SOURCE EXTRACT

'''

The 48 soums without camels fall into areas deemed less appropriate for camel rearing. These areas include the elevated regions of the Khuvsgul Mountains, which mark the southernmost edge of the vast taiga forests of Eastern Siberia, along with parts of the Khangai Mountain Range and the Orkhon-Selenge river basins. The mountainous soums are characterized by rocky peaks, cliffs, glaciers, permafrost, and remnants of ancient glaciation. These high-altitude Zones experience a cold and harsh climate with strong winds and sparse vegetation. The lower regions feature unique vegetation patterns that include meadows, thickets, and moss-lichen-covered terrain (Orkhonselenge, 2015).

'''

INSTRUCTIONS
1) Answer these questions using the passage on soums without camels:
(a) How many soums have no camels?
(b) Which mountains mark the southernmost edge of the taiga forests of Eastern Siberia?
(c) What vegetation patterns do the lower regions feature?
2) Write the next paragraph of the passage on soums without camels, beginning after its final sentence.

MATERIAL PROVIDED

'''

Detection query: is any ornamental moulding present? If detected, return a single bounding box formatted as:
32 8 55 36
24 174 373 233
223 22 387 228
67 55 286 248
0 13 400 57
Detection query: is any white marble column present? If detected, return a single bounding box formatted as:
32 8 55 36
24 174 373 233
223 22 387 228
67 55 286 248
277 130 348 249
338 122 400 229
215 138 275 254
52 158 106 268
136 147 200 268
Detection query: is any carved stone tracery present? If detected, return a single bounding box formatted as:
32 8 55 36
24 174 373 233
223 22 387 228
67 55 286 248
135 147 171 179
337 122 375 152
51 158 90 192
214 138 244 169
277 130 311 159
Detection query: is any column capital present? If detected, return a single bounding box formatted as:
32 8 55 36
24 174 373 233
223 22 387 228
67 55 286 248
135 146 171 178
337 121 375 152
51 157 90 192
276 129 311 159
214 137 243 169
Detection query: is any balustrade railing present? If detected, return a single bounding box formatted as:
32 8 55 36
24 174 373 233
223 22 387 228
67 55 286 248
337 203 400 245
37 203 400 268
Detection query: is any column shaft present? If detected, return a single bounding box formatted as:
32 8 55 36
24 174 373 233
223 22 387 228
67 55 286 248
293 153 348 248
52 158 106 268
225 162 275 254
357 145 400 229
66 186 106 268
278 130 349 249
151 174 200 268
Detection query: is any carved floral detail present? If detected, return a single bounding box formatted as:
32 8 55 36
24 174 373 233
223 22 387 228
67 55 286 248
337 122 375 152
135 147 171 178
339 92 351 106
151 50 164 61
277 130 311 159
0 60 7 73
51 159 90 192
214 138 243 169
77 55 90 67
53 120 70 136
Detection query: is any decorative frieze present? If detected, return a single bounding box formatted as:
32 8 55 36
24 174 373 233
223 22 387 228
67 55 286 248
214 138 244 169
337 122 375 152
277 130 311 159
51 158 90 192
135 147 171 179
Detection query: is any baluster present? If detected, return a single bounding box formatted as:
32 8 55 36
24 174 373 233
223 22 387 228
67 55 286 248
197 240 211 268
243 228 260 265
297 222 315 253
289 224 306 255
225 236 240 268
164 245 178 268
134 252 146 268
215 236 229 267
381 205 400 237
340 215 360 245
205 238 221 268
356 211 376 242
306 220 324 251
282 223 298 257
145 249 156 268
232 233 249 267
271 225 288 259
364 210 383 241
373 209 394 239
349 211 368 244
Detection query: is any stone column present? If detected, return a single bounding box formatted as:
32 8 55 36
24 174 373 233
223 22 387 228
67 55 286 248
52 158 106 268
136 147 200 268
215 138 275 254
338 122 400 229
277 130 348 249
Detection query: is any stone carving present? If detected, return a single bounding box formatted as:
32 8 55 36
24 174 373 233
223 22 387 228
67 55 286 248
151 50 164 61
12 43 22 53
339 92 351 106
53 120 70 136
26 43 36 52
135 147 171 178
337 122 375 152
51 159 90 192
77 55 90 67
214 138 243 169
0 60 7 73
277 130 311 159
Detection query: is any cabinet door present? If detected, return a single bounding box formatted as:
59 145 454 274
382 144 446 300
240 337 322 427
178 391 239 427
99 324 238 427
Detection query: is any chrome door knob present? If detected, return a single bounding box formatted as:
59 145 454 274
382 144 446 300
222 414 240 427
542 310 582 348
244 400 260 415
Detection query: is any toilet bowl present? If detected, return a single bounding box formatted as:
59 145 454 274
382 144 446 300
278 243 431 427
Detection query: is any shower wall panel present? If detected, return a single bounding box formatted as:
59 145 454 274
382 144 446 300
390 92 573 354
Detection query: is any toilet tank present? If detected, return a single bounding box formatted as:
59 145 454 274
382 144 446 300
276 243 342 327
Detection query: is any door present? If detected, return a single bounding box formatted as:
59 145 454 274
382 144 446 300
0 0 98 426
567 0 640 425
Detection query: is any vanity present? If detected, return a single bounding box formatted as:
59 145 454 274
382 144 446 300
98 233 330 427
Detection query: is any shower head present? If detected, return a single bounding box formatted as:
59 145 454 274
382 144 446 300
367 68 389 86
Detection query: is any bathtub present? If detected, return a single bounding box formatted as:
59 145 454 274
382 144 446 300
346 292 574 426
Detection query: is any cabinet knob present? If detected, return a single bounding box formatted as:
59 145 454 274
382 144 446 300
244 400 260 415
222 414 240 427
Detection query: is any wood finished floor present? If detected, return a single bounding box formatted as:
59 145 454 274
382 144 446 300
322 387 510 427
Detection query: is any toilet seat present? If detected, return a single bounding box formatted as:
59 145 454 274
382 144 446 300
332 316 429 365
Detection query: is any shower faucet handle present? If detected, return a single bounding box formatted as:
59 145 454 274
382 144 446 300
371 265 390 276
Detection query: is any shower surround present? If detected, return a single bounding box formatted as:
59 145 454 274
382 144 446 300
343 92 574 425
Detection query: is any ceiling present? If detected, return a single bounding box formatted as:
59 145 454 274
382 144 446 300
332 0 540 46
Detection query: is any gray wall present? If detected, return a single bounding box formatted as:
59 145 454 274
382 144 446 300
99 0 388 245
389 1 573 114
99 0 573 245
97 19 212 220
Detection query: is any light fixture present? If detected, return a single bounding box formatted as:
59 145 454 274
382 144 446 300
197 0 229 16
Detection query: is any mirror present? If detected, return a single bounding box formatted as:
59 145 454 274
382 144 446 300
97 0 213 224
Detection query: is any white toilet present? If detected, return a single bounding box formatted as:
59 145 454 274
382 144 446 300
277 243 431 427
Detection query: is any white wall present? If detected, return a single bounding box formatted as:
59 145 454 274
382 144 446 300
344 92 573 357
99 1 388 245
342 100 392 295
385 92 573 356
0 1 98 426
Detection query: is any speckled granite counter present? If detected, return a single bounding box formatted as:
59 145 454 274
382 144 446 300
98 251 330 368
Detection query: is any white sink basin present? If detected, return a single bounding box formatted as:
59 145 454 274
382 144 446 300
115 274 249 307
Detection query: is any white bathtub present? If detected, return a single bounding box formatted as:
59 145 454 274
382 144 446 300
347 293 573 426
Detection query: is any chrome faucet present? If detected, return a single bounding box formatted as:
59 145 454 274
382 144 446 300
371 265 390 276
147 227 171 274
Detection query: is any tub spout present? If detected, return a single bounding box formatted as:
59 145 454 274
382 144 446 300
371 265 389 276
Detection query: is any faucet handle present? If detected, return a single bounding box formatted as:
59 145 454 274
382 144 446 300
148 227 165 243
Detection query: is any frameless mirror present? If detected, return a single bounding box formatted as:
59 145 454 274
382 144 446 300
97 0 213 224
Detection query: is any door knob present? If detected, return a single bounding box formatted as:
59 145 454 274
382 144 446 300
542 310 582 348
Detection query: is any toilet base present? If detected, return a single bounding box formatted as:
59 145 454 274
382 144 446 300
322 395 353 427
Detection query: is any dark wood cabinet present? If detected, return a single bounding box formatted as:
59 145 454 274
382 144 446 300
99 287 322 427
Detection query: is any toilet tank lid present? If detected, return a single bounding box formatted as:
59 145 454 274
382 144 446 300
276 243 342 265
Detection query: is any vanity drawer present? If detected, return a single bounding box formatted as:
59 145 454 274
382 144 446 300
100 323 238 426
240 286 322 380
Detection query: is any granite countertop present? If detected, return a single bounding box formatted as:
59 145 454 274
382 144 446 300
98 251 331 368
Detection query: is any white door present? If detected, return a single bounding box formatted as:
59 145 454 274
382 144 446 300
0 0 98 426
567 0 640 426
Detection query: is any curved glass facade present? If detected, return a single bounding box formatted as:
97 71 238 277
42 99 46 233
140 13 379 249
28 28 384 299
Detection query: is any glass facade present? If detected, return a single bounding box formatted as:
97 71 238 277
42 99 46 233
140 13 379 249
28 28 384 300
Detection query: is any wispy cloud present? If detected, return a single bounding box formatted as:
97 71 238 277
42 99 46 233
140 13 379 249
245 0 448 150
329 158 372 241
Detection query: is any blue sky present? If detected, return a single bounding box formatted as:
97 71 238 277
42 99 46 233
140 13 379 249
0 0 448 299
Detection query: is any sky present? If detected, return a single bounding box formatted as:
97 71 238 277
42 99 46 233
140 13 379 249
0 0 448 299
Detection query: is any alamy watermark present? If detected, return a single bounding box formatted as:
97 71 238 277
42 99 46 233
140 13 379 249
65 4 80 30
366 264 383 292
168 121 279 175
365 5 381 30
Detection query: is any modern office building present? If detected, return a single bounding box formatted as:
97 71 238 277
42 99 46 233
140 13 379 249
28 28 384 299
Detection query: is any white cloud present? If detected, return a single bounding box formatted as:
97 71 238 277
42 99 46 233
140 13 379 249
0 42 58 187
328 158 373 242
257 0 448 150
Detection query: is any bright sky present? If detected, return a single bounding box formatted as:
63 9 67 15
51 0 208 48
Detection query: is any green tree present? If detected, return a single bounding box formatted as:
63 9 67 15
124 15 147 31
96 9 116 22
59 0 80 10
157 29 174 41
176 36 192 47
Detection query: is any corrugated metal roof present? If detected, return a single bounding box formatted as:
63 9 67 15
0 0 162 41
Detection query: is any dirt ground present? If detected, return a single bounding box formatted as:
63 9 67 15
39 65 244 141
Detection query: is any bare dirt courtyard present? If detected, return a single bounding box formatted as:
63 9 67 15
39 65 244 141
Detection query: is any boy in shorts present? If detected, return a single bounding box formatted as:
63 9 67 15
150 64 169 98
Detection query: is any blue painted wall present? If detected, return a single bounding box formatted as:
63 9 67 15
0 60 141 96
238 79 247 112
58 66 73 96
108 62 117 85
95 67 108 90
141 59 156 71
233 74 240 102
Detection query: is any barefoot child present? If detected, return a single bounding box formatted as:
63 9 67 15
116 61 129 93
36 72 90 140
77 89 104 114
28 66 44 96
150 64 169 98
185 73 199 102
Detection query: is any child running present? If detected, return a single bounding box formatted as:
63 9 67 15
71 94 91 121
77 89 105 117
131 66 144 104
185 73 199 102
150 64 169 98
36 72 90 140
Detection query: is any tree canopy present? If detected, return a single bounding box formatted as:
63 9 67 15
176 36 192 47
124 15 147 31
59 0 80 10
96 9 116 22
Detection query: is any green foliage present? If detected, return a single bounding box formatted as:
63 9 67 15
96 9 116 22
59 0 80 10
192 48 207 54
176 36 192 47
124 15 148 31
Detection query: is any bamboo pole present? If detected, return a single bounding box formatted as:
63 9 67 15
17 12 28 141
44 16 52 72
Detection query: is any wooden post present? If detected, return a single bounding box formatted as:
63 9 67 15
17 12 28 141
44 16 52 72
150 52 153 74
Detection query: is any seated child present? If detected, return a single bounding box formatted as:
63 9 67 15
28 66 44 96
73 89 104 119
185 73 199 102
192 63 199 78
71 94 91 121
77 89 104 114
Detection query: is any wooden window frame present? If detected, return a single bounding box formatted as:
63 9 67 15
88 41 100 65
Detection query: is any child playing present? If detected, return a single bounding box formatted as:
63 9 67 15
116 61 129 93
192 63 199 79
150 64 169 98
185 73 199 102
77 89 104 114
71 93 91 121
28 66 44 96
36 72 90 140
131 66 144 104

'''

ANSWERS IN ORDER
1)
(a) 48 soums.
(b) The Khuvsgul Mountains.
(c) Meadows, thickets, and moss-lichen-covered terrain.

2)
Bazargur et al. (2009) delineated three Zones based on the bioecological characteristics of camels: highly appropriate, appropriate, and less appropriate zones. Notably, the entirety of Zone 1 falls into the less appropriate category for camel settlement. In Zone 2, 22.6% of the area is considered appropriate for camels, while 77.4% is less appropriate for camel rearing. Conversely, 87% of Zone 3 is classified as appropriate, while 13% is deemed less appropriate. Zone 4 consists entirely of soums categorized as highly appropriate or appropriate for camels.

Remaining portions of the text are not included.